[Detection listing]
┌──
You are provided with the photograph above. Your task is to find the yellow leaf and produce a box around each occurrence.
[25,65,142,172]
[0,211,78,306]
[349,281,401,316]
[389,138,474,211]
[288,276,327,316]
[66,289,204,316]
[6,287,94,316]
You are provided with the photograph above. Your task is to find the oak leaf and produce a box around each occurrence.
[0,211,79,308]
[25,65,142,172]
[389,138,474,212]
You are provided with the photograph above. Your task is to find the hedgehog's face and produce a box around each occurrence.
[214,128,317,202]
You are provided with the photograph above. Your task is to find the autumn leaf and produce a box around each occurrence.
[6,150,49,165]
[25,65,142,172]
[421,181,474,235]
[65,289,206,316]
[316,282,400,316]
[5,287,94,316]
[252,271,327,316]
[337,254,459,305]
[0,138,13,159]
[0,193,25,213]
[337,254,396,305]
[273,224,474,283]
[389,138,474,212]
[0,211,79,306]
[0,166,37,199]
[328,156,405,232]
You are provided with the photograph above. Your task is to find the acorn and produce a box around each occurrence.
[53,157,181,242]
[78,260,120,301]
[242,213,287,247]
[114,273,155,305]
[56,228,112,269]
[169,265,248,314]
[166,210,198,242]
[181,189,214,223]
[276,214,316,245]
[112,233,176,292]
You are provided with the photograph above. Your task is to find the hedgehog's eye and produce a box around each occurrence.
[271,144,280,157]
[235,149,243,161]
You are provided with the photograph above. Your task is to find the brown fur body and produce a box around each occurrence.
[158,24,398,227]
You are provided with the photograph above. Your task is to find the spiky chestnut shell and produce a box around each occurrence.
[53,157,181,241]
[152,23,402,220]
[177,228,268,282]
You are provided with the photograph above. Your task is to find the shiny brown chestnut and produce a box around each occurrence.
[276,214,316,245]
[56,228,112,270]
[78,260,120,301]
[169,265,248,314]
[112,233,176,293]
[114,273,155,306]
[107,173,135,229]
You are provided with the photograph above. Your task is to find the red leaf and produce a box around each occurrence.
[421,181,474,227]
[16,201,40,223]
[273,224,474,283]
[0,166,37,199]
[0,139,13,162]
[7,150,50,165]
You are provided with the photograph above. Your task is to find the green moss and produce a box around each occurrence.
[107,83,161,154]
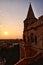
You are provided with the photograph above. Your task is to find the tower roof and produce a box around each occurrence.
[27,3,35,19]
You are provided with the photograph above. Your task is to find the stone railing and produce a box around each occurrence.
[14,52,41,65]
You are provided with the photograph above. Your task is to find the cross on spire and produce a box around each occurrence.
[27,3,35,19]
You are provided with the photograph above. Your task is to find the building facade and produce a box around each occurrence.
[15,4,43,65]
[23,4,43,55]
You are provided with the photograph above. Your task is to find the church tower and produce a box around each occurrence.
[23,3,37,42]
[23,3,37,57]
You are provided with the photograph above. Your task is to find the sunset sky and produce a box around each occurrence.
[0,0,43,39]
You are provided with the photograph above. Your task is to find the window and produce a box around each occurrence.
[31,33,37,44]
[31,33,34,43]
[35,36,37,44]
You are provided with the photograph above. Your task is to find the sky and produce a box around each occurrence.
[0,0,43,39]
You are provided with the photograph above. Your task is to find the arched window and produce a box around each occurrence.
[31,33,34,43]
[31,33,37,44]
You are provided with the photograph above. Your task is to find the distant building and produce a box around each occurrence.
[15,4,43,65]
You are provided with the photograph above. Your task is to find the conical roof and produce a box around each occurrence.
[27,3,35,19]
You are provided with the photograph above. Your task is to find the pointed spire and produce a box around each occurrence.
[27,3,35,19]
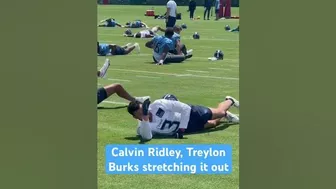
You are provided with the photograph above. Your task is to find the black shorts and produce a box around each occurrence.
[166,16,176,28]
[169,49,177,54]
[97,87,107,104]
[113,46,125,55]
[162,94,178,101]
[184,105,212,133]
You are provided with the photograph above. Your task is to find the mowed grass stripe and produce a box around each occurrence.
[97,5,239,189]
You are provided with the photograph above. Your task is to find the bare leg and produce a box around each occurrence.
[204,111,238,129]
[210,99,234,120]
[204,118,222,129]
[125,45,135,55]
[104,84,135,101]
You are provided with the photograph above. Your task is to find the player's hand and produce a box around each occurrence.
[156,60,163,65]
[142,99,150,116]
[175,129,184,139]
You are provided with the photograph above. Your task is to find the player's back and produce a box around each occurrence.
[153,36,173,55]
[149,99,189,135]
[99,43,110,56]
[172,33,181,47]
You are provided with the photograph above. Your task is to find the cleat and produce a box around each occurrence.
[225,96,239,108]
[99,58,110,78]
[225,112,239,124]
[135,96,150,103]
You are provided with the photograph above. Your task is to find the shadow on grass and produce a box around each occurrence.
[125,123,236,144]
[97,105,127,110]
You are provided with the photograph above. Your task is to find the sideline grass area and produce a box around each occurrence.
[98,5,239,189]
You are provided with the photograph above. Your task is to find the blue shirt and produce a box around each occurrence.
[152,36,175,60]
[131,20,142,28]
[215,0,220,10]
[172,33,181,47]
[98,43,111,56]
[106,19,116,27]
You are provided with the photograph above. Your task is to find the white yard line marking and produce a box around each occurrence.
[107,78,131,82]
[102,101,128,105]
[186,70,209,73]
[135,75,160,79]
[110,68,239,80]
[209,68,232,71]
[98,33,239,42]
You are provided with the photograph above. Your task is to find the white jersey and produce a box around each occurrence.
[167,0,177,17]
[137,99,191,138]
[140,30,150,38]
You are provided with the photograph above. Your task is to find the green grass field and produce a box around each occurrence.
[98,5,239,189]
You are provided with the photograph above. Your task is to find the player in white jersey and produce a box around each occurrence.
[123,26,160,38]
[127,95,239,140]
[97,59,150,104]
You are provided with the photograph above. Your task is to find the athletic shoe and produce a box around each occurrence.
[99,58,110,78]
[135,96,150,103]
[225,112,239,124]
[186,54,192,59]
[134,43,140,53]
[225,96,239,108]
└──
- Task goal -
Express the listing above as a two-column CSV with the headers "instruction" and "boxes," giving one row for each instruction alongside its boxes. Put each value in one quoted field, replace line breaks with spaces, and leave any images out of your answer.

- Full output -
instruction,boxes
"You are provided with the photograph above. Your task is to find the yellow leaf and produce a box around each occurrence.","[25,65,142,172] [0,211,78,306] [349,281,401,316] [389,138,474,211] [288,276,327,316] [66,289,204,316] [6,287,94,316]"
"You are provided with the photograph above. Your task is to find the oak leaf and produce a box around each occurrence.","[0,211,79,308] [25,65,142,172] [389,138,474,212]"
"You are provided with the photograph above. Your task is to find the hedgehog's face and produce a box around each occurrence.","[214,128,317,202]"
"You are provided with the photograph above. Your task is to find the autumn leaf and produce a box around each occurrence.","[6,150,49,165] [25,65,142,172] [421,181,474,235] [65,289,206,316] [316,282,400,316] [5,287,94,316] [252,271,327,316] [337,254,459,305] [0,138,13,159] [0,193,25,213] [337,254,396,305] [273,224,474,283] [389,138,474,212] [0,211,79,306] [0,166,37,199] [328,156,405,232]"
"You are provided with the photograph above. Your task is to find the acorn and produce a box around each occurrence.","[53,157,181,242] [78,260,120,301] [242,213,287,247] [114,273,155,305] [56,228,112,269] [169,265,248,314] [166,210,198,242] [181,189,214,223] [276,214,316,245] [112,233,176,292]"
"You are provided with the photograph above. Your task is to find the hedgehog's eye and produce a box around each occurrence.","[271,144,280,157] [235,149,243,161]"
"You are provided with the photograph above. Your task is to find the brown fur body and produce a box around each occurrence.","[158,24,398,227]"
"You are provided with the photograph above. Your task is to find the spiky chestnut shell and produce a box around each occurrence.","[53,157,181,241] [152,23,402,220] [177,228,268,282]"
"You are provided with the photograph above. Your task is to find the shiny brown chestnut and produce a box around each occurrence.","[276,214,316,245] [56,228,112,270] [78,260,120,301] [169,265,248,314] [112,233,176,293] [114,273,155,306] [107,173,135,229]"
"You are provided with the photograph above. Your task is to find the red leaf and produce a box around each occurrence.","[421,181,474,227] [16,201,40,223] [273,224,474,283] [0,166,37,199] [0,139,13,162] [7,150,50,165]"
"You are provided with the photograph above. Your task is to find the green moss and produce a box around each occurrence.","[107,83,161,154]"
"You are provided with the photograph above. Your task is to find the tower roof and produce a box around each occurrence.","[27,3,35,19]"
"You are provided with the photograph above. Your task is to find the stone railing and produce a box around each occurrence.","[14,52,41,65]"
"You are provided with the photograph above. Your task is to find the cross on spire and produce a box around each occurrence.","[27,3,35,19]"
"You are provided with the photograph above. Your task is to find the building facade and produce a box around each occurrence.","[15,4,43,65] [23,4,43,55]"
"You are provided with the photograph above. Your task is to find the church tower and produce a box around each occurrence.","[23,3,37,42] [23,3,37,57]"
"You are provided with the photograph above. Your task is to find the sunset sky and produce a box around each occurrence.","[0,0,43,39]"
"You are provided with the photograph above. Your task is to find the window and produce a box around each occurrence.","[31,33,37,44] [31,33,34,43] [35,36,37,44]"
"You are provided with the photograph above. Your task is to find the sky and produce a box around each occurrence.","[0,0,43,39]"
"You are provided with the photograph above. Your task is to find the arched window and produce a box around each occurrence.","[31,33,34,43] [31,33,37,44]"
"You are provided with the photograph above. Your task is to find the distant building and produce a box around each occurrence.","[15,4,43,65]"
"You are provided with the photograph above. Your task is to find the conical roof and produce a box around each occurrence.","[27,3,35,19]"
"You are provided with the photograph above. Your task is to find the pointed spire and produce a box around each occurrence.","[27,3,35,19]"
"You are provided with the photograph above. Your task is to find the black shorts and produce a box around each occurrence.","[166,16,176,28] [169,49,177,54] [97,87,107,104] [113,46,125,55] [162,94,178,101] [184,105,212,133]"
"You are provided with the photograph above. Your task is to find the mowed grass stripe and produce a box around each occurrence.","[97,5,239,189]"
"You are provided with the photograph above. Your task is to find the bare leg and produce a box around each occurrence.","[204,111,238,129] [210,99,234,120] [204,118,222,129] [125,45,135,55] [104,84,135,101]"
"You are provided with the photograph above. Your task is to find the player's hand and produce a box around each occurrence.","[156,60,163,65] [142,99,150,116] [175,129,184,139]"
"You are provided with the photograph above. Your task is to find the player's back and produce a box around each occurrence.","[153,36,173,55] [149,99,189,135] [99,43,110,56] [172,33,181,47]"
"You are provided with the photograph above. Your task is to find the cleat and produce a box around each occurrence.","[225,96,239,108] [99,58,110,78] [225,112,239,124] [135,96,150,103]"
"You are provided with the photograph above. Your task is to find the shadow on grass and produce a box around each occurrence.","[125,123,236,144] [97,105,127,110]"
"You are provided with the photograph above. Your task is to find the sideline grass area and produce a box around each occurrence.","[98,5,239,189]"
"You are provided with the photograph above. Your task is to find the blue shirt and produce a box around each occurrence.","[152,36,175,60] [131,20,142,28] [215,0,220,10] [172,33,181,47] [98,43,111,56] [106,19,116,27]"
"You are provided with the photograph above. Your task is to find the white yard line marking and produce a box around each occurrence.","[107,78,131,82] [102,101,128,105] [186,70,209,73] [135,75,160,79] [110,68,239,80] [209,68,232,71] [98,33,239,42]"
"You are provided with the photograph above. Your task is to find the white jersey and produce a box around each occurrence.","[167,0,177,17] [137,99,191,138] [140,30,150,38]"
"You are provided with the photograph above. Your task is to find the green grass field and produce a box around each occurrence.","[98,5,239,189]"
"You are provided with the photograph above. Your task is to find the player in white jersey and produce a box around each occurrence.","[123,26,160,38] [127,95,239,140] [97,59,150,104]"
"You are provided with the photograph above. Your task is to find the athletic shoe and produce a box around each occurrence.","[99,58,110,78] [135,96,150,103] [225,112,239,124] [186,54,192,59] [134,43,140,53] [225,96,239,108]"